# [Task]
Treat the line containing "the excavator in" as the first line and the final line of the material below as the last; reproduce that range exactly.

# [Supplied records]
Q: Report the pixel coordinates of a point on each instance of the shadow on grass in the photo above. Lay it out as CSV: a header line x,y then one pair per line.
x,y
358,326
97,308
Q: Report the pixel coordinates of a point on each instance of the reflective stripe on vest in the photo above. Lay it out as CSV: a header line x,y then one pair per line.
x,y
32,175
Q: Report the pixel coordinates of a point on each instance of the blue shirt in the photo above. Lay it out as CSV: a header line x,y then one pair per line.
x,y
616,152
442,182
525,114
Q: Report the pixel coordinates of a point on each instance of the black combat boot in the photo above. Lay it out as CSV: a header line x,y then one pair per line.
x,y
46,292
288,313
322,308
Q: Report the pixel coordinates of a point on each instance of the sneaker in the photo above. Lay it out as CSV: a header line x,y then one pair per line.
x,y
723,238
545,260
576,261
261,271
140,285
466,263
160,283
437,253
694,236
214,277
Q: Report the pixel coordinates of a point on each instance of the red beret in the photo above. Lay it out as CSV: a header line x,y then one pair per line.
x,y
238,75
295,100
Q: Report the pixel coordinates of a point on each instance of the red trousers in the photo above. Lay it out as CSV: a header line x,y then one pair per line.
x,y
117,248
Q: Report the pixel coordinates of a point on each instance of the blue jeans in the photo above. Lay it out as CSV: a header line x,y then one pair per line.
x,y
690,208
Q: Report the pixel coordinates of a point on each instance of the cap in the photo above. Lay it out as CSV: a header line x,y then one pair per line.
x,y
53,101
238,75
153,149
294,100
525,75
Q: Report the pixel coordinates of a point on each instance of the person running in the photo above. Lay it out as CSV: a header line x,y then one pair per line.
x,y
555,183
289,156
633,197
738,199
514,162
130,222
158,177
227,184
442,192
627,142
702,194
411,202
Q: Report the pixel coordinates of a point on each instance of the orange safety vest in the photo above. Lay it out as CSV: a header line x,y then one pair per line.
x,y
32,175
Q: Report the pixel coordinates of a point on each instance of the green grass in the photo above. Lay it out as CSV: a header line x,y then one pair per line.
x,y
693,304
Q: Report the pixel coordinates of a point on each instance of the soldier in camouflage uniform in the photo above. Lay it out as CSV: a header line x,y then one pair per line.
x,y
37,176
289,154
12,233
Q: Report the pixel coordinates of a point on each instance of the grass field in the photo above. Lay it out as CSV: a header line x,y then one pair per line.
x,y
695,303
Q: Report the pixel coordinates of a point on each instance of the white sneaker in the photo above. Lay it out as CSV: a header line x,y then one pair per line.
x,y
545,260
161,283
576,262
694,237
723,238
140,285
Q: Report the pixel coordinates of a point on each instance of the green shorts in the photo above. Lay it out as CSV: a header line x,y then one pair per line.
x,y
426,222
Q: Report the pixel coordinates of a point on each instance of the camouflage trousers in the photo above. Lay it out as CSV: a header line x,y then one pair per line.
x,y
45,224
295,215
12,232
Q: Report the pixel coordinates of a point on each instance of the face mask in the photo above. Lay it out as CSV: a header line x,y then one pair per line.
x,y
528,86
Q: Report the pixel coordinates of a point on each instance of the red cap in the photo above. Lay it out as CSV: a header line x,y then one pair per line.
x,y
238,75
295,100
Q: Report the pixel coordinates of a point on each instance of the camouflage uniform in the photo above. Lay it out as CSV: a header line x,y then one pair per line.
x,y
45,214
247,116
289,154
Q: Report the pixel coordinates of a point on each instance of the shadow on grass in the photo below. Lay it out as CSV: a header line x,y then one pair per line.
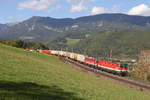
x,y
32,91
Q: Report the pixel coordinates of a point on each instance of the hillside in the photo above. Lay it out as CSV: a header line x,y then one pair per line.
x,y
33,76
44,29
120,43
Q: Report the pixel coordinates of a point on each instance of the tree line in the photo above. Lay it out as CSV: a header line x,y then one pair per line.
x,y
23,44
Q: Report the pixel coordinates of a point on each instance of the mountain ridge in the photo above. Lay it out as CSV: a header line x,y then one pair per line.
x,y
43,29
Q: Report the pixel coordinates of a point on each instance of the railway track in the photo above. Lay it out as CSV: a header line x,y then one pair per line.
x,y
140,85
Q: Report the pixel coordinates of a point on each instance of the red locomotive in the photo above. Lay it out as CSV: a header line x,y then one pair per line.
x,y
113,67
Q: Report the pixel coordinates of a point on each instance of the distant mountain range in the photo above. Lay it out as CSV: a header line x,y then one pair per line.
x,y
43,29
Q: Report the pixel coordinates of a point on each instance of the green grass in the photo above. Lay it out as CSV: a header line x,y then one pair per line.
x,y
34,76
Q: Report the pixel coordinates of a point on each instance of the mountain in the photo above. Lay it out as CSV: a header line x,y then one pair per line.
x,y
116,43
3,27
44,29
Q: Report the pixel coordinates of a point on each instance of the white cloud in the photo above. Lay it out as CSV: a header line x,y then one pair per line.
x,y
39,5
79,5
79,1
115,9
142,9
98,10
78,8
10,18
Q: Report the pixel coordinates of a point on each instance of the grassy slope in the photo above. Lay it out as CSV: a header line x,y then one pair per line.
x,y
34,76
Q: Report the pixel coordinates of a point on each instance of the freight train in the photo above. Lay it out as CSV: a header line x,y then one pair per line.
x,y
108,66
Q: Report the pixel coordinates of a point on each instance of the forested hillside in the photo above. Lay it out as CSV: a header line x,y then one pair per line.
x,y
115,43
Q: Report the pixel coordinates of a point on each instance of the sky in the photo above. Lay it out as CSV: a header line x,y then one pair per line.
x,y
19,10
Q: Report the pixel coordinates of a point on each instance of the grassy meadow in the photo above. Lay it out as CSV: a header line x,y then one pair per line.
x,y
34,76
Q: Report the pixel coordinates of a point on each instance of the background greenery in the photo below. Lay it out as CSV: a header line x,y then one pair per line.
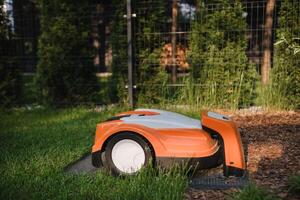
x,y
221,74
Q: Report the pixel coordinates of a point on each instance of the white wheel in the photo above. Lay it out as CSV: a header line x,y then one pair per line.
x,y
128,156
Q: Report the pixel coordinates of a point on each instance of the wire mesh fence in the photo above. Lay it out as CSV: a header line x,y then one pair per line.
x,y
213,54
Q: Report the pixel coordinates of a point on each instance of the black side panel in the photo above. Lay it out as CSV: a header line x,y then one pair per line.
x,y
96,159
227,170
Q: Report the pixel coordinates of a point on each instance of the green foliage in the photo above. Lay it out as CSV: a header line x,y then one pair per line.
x,y
150,77
285,75
253,192
36,145
118,41
218,59
294,183
65,72
10,79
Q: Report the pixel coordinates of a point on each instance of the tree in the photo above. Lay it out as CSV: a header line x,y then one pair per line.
x,y
267,41
151,78
285,74
217,53
10,79
174,28
65,71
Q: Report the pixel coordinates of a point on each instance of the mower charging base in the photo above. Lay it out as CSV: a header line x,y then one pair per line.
x,y
218,182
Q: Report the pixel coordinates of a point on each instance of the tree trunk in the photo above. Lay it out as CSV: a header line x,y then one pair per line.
x,y
267,42
174,27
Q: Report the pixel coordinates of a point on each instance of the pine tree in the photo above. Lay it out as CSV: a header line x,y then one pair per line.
x,y
218,54
151,78
65,72
118,41
10,79
286,72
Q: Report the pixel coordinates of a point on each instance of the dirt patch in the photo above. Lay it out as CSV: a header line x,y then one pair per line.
x,y
273,148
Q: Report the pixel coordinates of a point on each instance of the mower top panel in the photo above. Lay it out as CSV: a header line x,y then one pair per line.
x,y
161,120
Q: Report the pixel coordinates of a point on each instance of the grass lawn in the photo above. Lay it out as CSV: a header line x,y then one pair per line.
x,y
36,145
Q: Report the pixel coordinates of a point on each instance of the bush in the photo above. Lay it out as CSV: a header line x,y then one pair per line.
x,y
218,59
65,72
285,75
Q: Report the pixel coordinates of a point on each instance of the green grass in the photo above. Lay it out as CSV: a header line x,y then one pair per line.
x,y
36,145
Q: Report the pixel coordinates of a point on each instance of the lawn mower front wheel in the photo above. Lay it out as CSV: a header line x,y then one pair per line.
x,y
126,153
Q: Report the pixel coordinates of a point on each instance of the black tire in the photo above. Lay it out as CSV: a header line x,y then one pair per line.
x,y
109,164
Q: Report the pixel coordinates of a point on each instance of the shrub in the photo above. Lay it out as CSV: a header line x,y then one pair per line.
x,y
65,72
285,75
220,67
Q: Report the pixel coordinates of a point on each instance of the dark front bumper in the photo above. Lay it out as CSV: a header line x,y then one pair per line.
x,y
196,163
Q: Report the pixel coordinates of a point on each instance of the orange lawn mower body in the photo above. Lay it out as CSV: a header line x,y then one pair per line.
x,y
130,140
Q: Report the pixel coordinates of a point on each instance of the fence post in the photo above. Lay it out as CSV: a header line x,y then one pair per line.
x,y
130,54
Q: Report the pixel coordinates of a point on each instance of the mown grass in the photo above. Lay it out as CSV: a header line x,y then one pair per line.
x,y
36,145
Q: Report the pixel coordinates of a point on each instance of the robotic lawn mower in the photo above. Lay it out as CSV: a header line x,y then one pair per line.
x,y
130,140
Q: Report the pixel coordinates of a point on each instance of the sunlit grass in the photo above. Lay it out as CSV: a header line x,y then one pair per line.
x,y
36,145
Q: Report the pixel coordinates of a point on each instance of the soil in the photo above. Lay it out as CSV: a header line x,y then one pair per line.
x,y
273,144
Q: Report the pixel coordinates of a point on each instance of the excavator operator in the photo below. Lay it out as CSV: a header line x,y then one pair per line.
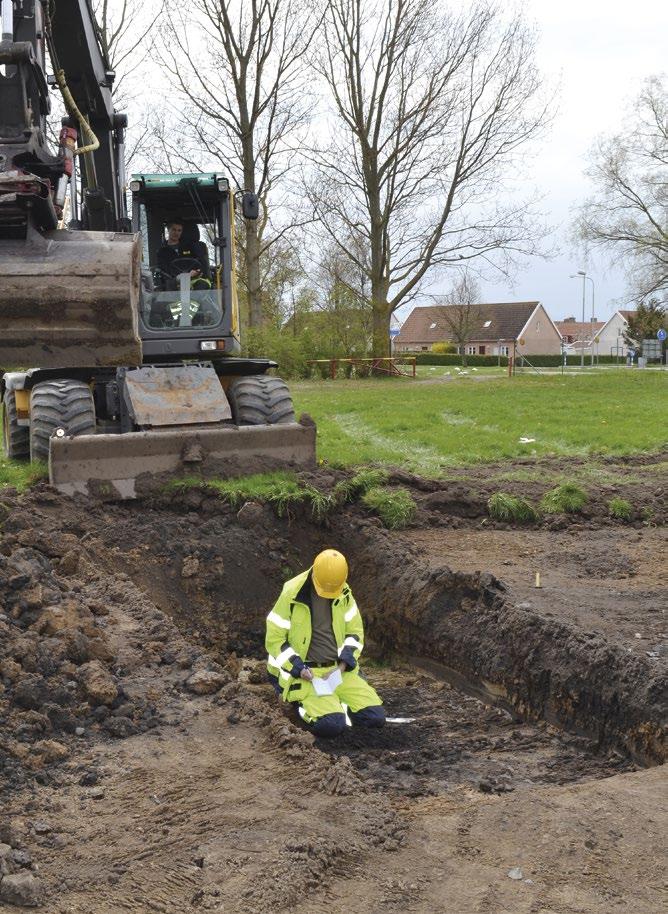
x,y
183,252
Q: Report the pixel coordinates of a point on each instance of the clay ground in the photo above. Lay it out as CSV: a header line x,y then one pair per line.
x,y
163,799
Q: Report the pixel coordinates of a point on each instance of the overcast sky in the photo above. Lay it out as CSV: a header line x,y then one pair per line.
x,y
599,52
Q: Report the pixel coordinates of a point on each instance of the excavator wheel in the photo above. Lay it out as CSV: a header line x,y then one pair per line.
x,y
65,404
260,400
15,437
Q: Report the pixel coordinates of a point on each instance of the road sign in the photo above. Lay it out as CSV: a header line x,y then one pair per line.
x,y
651,349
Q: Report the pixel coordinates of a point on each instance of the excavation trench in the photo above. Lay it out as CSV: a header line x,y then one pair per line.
x,y
486,693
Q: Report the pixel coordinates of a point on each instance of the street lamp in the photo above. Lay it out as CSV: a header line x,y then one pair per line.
x,y
584,276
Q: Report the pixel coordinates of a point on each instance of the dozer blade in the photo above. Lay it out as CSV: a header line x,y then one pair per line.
x,y
138,463
69,299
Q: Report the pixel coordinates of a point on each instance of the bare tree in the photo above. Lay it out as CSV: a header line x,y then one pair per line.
x,y
460,314
237,70
628,215
430,110
126,31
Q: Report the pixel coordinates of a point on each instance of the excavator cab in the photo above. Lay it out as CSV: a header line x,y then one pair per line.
x,y
133,342
188,286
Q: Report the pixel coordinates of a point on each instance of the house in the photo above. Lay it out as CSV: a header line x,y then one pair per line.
x,y
502,328
578,335
607,337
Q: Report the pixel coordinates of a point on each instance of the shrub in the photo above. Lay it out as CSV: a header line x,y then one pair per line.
x,y
502,506
395,507
620,508
564,499
289,351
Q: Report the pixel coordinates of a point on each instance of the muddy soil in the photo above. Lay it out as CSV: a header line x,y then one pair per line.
x,y
146,766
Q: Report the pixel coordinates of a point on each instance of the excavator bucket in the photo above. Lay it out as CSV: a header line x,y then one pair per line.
x,y
69,300
115,467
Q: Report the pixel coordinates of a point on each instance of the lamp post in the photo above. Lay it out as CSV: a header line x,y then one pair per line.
x,y
584,276
593,315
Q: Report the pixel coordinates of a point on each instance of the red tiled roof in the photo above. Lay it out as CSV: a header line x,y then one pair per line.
x,y
505,321
579,331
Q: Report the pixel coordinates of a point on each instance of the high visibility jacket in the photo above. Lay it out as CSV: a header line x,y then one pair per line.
x,y
289,629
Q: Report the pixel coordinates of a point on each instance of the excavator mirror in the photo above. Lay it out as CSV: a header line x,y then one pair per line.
x,y
250,205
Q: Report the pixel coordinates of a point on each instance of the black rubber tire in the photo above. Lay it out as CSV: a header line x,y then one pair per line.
x,y
62,404
260,400
15,437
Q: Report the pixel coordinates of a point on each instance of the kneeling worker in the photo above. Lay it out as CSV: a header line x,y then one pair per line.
x,y
314,631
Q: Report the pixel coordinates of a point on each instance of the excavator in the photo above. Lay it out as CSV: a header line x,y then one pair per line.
x,y
132,335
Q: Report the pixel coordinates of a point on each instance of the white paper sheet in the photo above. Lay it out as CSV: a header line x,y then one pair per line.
x,y
329,685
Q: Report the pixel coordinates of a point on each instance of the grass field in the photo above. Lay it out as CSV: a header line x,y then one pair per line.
x,y
430,427
435,424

# [Solution to this problem]
Q: Report the pixel coordinates of a point on each instance of the excavator in the photo above. Lay it out as CSV: a header line x,y then one pair per line.
x,y
132,335
Q: Report the pixel coordinates of a point on each instance of the white paper sheet in the photo above. Lay it out as CSV: a header line x,y then one pair per line.
x,y
329,685
Q: Report the pixel coordinates of a point on each instance of the grass field in the photo above. Lay it out as CSV: a header line x,y then one pair per line.
x,y
430,427
435,424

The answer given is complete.